Restate the entries below word for word, omitting nothing.

**Material for this task**

•••

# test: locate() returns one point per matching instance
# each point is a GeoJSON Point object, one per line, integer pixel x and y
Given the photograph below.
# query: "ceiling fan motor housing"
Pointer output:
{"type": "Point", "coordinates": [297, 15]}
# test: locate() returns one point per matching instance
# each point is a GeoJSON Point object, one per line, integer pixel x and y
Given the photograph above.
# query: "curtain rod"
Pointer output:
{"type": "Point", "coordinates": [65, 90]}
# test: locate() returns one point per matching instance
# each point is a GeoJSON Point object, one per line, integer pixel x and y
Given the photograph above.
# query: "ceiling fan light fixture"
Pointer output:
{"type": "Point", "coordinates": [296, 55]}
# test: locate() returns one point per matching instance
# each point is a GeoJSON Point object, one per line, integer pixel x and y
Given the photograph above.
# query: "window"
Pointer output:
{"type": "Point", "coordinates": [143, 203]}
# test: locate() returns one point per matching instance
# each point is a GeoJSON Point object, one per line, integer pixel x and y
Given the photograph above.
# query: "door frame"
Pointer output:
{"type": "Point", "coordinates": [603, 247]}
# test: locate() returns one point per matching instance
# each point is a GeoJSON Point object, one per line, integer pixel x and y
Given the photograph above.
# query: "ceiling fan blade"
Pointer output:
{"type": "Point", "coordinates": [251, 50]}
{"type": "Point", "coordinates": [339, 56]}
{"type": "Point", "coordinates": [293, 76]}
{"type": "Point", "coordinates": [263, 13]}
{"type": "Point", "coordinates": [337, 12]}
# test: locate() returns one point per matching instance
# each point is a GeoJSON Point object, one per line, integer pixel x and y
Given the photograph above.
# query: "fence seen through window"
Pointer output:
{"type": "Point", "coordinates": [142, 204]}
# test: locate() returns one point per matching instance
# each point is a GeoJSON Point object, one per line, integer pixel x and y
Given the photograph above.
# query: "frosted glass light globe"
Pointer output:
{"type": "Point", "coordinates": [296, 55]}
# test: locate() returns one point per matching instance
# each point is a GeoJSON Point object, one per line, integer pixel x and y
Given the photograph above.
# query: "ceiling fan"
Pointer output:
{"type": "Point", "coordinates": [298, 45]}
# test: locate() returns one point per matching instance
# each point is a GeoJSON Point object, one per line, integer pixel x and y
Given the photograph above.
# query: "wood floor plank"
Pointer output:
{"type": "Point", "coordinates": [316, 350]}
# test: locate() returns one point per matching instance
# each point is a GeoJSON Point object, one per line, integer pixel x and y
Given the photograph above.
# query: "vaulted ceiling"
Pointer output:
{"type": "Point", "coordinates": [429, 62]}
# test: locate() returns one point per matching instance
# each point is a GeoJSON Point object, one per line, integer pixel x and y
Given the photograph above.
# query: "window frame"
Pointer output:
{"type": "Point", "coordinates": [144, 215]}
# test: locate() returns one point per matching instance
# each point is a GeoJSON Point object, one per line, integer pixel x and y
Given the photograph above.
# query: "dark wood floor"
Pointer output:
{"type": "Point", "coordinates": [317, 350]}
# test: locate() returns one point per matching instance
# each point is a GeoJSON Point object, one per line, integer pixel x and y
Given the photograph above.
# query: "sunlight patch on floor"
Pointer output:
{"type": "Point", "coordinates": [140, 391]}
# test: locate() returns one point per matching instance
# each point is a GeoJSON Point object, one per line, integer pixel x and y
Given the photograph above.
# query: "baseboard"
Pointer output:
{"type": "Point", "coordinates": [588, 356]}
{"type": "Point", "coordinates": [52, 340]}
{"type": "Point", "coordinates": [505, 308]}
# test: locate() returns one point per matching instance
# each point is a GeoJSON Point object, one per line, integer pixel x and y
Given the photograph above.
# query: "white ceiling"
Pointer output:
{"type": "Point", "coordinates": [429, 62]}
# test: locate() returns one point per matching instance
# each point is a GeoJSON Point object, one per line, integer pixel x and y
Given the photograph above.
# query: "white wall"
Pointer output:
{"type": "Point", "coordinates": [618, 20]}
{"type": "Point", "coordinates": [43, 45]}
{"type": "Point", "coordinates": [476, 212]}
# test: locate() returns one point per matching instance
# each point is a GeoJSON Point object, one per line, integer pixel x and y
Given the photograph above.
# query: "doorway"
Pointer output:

•••

**Finished answer**
# test: locate() returns one point per matching instance
# each point is a GeoJSON Point object, one per line, integer pixel x and y
Given the photograph below.
# query: "ceiling fan motor housing"
Pointer output:
{"type": "Point", "coordinates": [297, 15]}
# test: locate() returns one point per matching instance
# each point is a GeoJSON Point object, one per line, integer pixel x and y
Given the photograph above.
# query: "curtain rod"
Pointer output:
{"type": "Point", "coordinates": [65, 90]}
# test: locate() returns one point per matching instance
# each point is a GeoJSON Point object, one per line, integer pixel x and y
Given the photograph above.
# query: "ceiling fan light fixture"
Pointer output:
{"type": "Point", "coordinates": [296, 55]}
# test: locate() returns one point per matching instance
# each point is a GeoJSON Point object, one per line, integer pixel x and y
Given the photograph above.
# query: "window"
Pointer output:
{"type": "Point", "coordinates": [143, 203]}
# test: locate() returns one point per matching instance
# each point is a GeoJSON Point object, one per line, integer pixel x and y
Given the photograph above.
# query: "door frame"
Pointer output:
{"type": "Point", "coordinates": [603, 247]}
# test: locate() returns one point per matching instance
# each point is a GeoJSON Point object, one per line, integer pixel x and y
Given the photograph above.
# query: "ceiling fan blade"
Pointer output:
{"type": "Point", "coordinates": [251, 50]}
{"type": "Point", "coordinates": [339, 56]}
{"type": "Point", "coordinates": [293, 76]}
{"type": "Point", "coordinates": [263, 13]}
{"type": "Point", "coordinates": [337, 12]}
# test: locate() returns one point per matching instance
# each point is a GeoJSON Point object, one per line, integer pixel x and y
Given the photograph above.
# query: "fence seen through window"
Pointer output:
{"type": "Point", "coordinates": [142, 204]}
# test: locate() returns one point per matching instance
# each point is a GeoJSON Point object, one per line, integer pixel x and y
Given the photograph above.
# query: "frosted glass light globe"
Pointer output:
{"type": "Point", "coordinates": [296, 55]}
# test: locate() returns one point per matching instance
# each point is a GeoJSON Point object, one per line, integer pixel x and y
Given the photograph above.
# query: "ceiling fan"
Pointer output:
{"type": "Point", "coordinates": [298, 45]}
# test: locate() returns one point per matching instance
# each point is a GeoJSON Point object, one per line, integer pixel x and y
Given the photograph above.
# query: "wood floor plank"
Pointer output:
{"type": "Point", "coordinates": [316, 350]}
# test: locate() returns one point per matching instance
# each point is a GeoJSON Point object, one per line, integer pixel x and y
Given the photograph above.
# query: "vaulted ceiling"
Pointer output:
{"type": "Point", "coordinates": [429, 62]}
# test: locate() returns one point per matching instance
# each point is a GeoJSON Point object, one per line, integer pixel x and y
Given the photograph above.
# query: "window frame"
Pointer output:
{"type": "Point", "coordinates": [144, 215]}
# test: locate() returns one point per matching instance
# each point is a GeoJSON Point object, one per line, integer pixel x and y
Given the photograph above.
# query: "dark wood floor"
Pointer output:
{"type": "Point", "coordinates": [317, 350]}
# test: locate() returns one point per matching instance
# each point is a GeoJSON Point object, one per line, integer pixel x and y
Given the photograph above.
# query: "sunlight patch on floor"
Pointer output:
{"type": "Point", "coordinates": [140, 391]}
# test: locate() returns one point per matching instance
# each point is a GeoJSON Point object, one per line, integer pixel x and y
Given the photograph above.
# query: "baseboard"
Pointer output:
{"type": "Point", "coordinates": [588, 356]}
{"type": "Point", "coordinates": [52, 340]}
{"type": "Point", "coordinates": [505, 308]}
# test: locate() returns one point per matching instance
# each point is a GeoJSON Point object, one per line, integer pixel x and y
Given the photograph above.
# query: "white ceiling"
Pointer output:
{"type": "Point", "coordinates": [429, 62]}
# test: locate() returns one point per matching instance
# each point is a GeoJSON Point object, one per line, integer pixel x and y
Given the photograph above.
# query: "white wall"
Pointer output:
{"type": "Point", "coordinates": [618, 20]}
{"type": "Point", "coordinates": [43, 45]}
{"type": "Point", "coordinates": [476, 212]}
# test: locate() returns one point per matching instance
# each point is a GeoJSON Point object, one per line, integer pixel x and y
Given the photograph above.
# query: "doorway"
Pointer output:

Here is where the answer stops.